Transcribe the material below verbatim, from its beginning through the line containing "Target: green needled foliage", both ends included.

(Labels for object points)
Start
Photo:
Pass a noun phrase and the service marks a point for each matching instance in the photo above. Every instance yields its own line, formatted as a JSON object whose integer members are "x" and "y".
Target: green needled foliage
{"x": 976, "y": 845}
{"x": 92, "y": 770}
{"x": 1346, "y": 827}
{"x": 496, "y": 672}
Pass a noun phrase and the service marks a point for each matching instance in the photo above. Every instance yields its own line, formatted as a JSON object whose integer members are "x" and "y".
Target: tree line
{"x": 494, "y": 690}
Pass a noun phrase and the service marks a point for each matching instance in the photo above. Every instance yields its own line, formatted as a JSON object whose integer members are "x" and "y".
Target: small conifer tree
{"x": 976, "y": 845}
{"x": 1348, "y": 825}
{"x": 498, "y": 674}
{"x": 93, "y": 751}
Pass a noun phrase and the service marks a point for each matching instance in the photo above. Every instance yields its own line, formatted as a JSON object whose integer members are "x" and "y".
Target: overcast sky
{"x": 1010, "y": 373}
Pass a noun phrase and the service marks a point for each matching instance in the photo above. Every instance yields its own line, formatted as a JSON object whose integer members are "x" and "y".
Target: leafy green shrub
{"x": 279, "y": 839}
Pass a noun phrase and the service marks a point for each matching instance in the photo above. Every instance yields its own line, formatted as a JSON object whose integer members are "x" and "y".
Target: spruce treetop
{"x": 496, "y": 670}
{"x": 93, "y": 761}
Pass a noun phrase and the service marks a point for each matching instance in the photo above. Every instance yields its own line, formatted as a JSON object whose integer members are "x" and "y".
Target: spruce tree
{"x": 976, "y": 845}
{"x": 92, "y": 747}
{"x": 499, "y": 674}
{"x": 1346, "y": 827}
End
### Answer to the task
Photo:
Pass a noun phrase and the service marks a point for each matching instance in the photo above. Every instance yields its own line, formatted as a JSON object whose integer members are "x" and "y".
Target: green needled foliage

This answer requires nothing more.